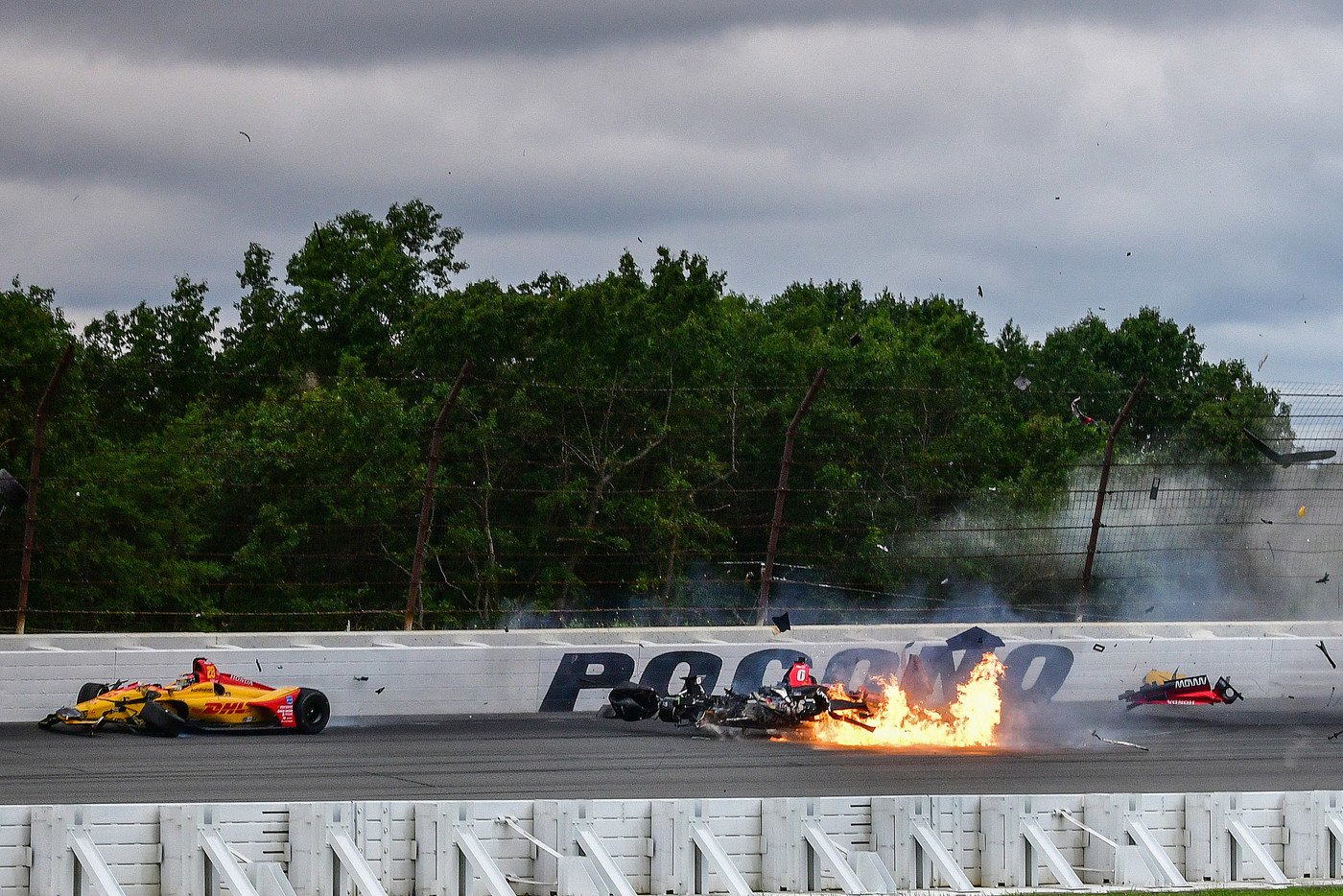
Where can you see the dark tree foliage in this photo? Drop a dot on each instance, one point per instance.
(618, 443)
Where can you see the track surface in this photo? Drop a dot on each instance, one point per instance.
(580, 757)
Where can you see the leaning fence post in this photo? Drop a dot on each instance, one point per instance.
(30, 520)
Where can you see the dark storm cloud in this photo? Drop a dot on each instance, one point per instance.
(309, 33)
(1063, 156)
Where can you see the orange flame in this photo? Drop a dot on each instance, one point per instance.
(971, 720)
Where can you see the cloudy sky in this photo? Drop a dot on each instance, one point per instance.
(1064, 156)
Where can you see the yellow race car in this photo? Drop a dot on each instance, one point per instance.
(203, 698)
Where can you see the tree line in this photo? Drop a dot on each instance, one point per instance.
(617, 445)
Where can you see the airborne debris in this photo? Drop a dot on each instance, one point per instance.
(1120, 743)
(1081, 415)
(1291, 457)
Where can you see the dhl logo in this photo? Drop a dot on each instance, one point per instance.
(224, 708)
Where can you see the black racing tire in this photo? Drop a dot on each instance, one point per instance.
(312, 711)
(91, 690)
(161, 721)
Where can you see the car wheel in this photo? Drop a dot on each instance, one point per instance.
(312, 711)
(90, 691)
(161, 721)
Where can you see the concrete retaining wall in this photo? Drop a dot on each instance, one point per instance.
(1280, 668)
(633, 848)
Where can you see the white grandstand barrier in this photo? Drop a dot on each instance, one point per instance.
(669, 846)
(1279, 667)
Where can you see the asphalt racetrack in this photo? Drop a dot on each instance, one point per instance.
(563, 757)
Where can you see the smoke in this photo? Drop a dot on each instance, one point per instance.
(1177, 542)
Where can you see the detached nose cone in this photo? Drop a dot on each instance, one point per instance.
(634, 703)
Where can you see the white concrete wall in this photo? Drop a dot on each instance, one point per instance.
(419, 848)
(1278, 667)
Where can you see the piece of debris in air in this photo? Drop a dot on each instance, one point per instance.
(1081, 415)
(1291, 457)
(1120, 743)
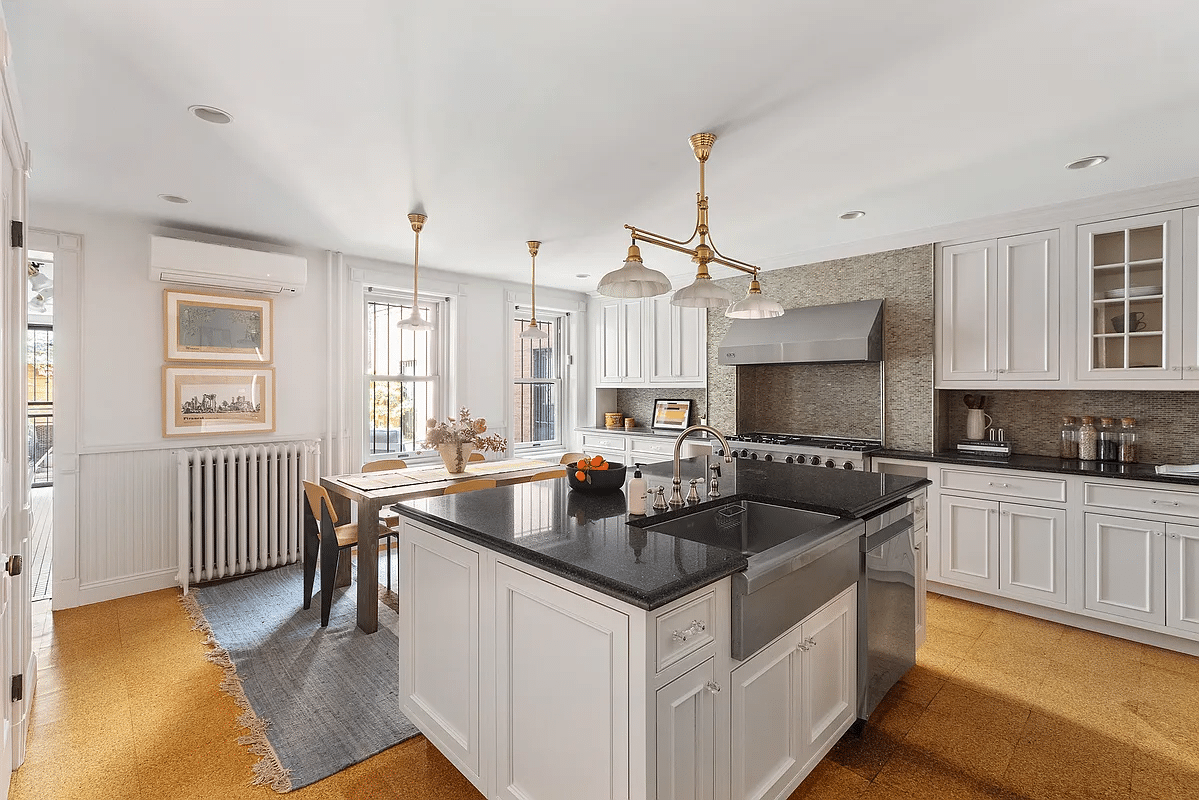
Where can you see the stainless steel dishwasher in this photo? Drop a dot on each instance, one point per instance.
(886, 606)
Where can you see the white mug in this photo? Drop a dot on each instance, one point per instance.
(977, 423)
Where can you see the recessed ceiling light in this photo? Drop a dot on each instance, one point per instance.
(211, 114)
(1083, 163)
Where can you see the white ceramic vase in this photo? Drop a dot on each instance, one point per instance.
(455, 456)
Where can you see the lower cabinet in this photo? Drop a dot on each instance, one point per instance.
(561, 692)
(793, 699)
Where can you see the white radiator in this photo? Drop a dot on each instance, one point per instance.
(239, 507)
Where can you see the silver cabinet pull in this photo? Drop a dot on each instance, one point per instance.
(697, 625)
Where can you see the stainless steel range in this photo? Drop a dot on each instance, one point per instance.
(833, 452)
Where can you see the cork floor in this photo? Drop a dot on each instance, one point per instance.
(999, 705)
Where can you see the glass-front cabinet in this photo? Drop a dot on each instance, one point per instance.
(1131, 299)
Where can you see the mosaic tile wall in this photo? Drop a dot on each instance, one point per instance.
(638, 403)
(1167, 422)
(841, 398)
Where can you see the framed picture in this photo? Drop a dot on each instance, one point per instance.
(200, 401)
(672, 414)
(217, 328)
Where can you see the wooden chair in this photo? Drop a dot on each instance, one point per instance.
(326, 540)
(386, 463)
(470, 486)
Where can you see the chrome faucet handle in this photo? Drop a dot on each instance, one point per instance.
(660, 500)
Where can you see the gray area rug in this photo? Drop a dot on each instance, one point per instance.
(314, 699)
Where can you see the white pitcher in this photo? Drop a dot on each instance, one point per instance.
(977, 422)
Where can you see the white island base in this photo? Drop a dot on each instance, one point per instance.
(540, 689)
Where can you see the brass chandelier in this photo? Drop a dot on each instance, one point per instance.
(634, 280)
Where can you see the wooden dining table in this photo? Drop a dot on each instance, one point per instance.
(372, 491)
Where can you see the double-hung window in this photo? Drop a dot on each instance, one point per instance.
(403, 376)
(537, 390)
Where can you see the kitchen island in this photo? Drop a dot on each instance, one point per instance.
(550, 649)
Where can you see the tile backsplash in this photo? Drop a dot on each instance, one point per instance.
(1167, 422)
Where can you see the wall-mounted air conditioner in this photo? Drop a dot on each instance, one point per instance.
(220, 266)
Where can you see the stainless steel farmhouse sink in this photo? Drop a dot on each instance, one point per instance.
(797, 561)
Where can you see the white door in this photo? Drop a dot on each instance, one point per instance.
(561, 693)
(1182, 577)
(439, 645)
(1028, 308)
(766, 739)
(686, 737)
(1126, 567)
(966, 325)
(970, 542)
(830, 675)
(1032, 553)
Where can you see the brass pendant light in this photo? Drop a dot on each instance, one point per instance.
(414, 322)
(534, 331)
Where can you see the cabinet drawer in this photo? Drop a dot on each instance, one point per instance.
(600, 441)
(1134, 498)
(1013, 486)
(685, 630)
(648, 445)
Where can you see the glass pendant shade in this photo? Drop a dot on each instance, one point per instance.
(633, 280)
(754, 305)
(702, 294)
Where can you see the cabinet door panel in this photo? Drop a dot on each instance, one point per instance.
(968, 324)
(1028, 307)
(1032, 553)
(686, 738)
(969, 542)
(1182, 577)
(439, 647)
(1126, 567)
(561, 689)
(766, 741)
(830, 673)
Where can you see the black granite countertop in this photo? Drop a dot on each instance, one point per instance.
(588, 537)
(1043, 464)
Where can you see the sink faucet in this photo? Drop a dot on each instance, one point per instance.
(676, 492)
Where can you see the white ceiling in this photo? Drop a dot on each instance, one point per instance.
(561, 120)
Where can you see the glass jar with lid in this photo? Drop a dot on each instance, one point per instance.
(1088, 439)
(1127, 440)
(1067, 444)
(1108, 439)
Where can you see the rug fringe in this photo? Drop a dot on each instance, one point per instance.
(269, 770)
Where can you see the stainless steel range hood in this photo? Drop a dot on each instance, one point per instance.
(845, 331)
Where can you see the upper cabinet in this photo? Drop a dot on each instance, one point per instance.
(648, 342)
(998, 312)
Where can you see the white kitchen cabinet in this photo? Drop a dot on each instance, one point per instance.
(686, 735)
(648, 342)
(1126, 567)
(561, 687)
(1032, 553)
(999, 311)
(793, 699)
(1182, 577)
(439, 684)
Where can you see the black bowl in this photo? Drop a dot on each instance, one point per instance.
(602, 480)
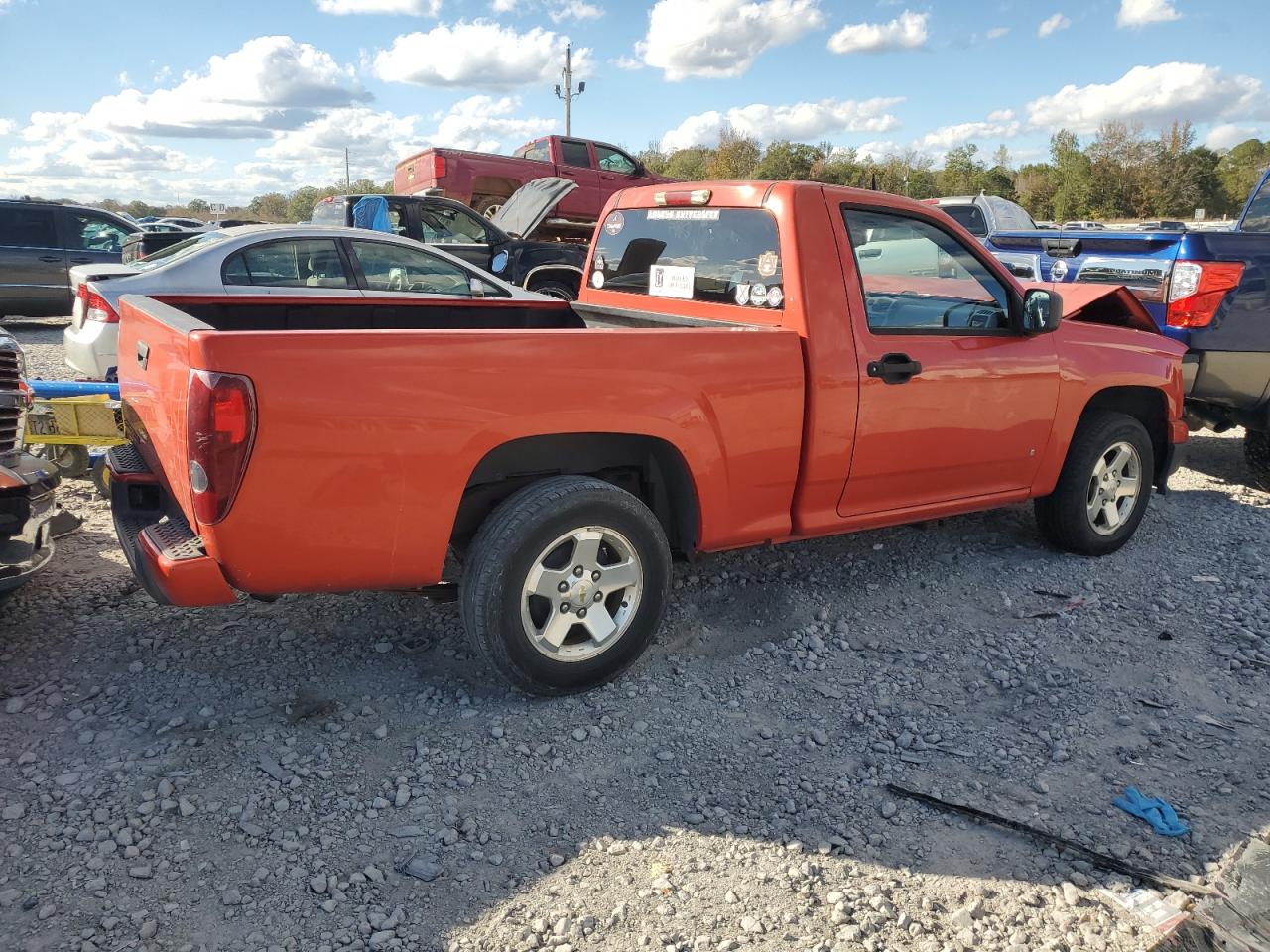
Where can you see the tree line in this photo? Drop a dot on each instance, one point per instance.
(1119, 173)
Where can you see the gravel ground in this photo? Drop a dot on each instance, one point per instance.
(259, 777)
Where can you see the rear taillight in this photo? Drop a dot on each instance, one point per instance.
(95, 307)
(1197, 290)
(220, 426)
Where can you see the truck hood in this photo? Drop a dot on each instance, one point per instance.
(1101, 303)
(524, 212)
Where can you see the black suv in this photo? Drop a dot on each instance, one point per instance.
(27, 484)
(40, 241)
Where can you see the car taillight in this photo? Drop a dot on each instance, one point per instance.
(95, 307)
(699, 195)
(220, 428)
(1197, 290)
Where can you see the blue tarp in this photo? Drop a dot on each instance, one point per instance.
(372, 212)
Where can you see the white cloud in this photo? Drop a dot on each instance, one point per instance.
(905, 32)
(574, 10)
(1053, 24)
(1229, 135)
(998, 126)
(720, 39)
(1155, 95)
(804, 122)
(411, 8)
(1139, 13)
(270, 82)
(479, 55)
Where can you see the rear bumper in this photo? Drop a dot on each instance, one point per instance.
(26, 512)
(162, 549)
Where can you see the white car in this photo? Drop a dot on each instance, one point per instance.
(266, 259)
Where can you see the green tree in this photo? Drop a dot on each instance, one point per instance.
(690, 164)
(786, 162)
(735, 157)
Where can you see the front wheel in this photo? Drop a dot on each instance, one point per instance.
(566, 584)
(1256, 451)
(1103, 489)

##############################

● AIM: Give the records from the start through the line that contains "(1064, 156)", both ends included, as a two-column CSV with the columns label_request and points. Each request gets one row with its text and its answer, and each field is quoted with line breaks turned into spaces. Leave the pictures out.

● COMPLETED TASK:
label_request,points
"Where can you see the dark tree foliage in this photo? Drop a dot on each instance, one point per instance.","(618, 443)"
"Where can you see the track surface in this photo? Drop a dot on each instance, one point per instance.","(580, 757)"
"Where can you see the leaning fence post in this photo? Drop a dot on each instance, one point per instance.","(30, 520)"
"Where can you see the dark storm cloud in this photo? Drop a dot on each instance, one point per instance.","(309, 33) (1063, 156)"
"Where can you see the orange flame in this photo? Drop a dot on each instance, one point per instance.","(971, 720)"
"Where can you see the cloudy sky in this photo? Drop a dot on each instance, one point per instance.","(1064, 156)"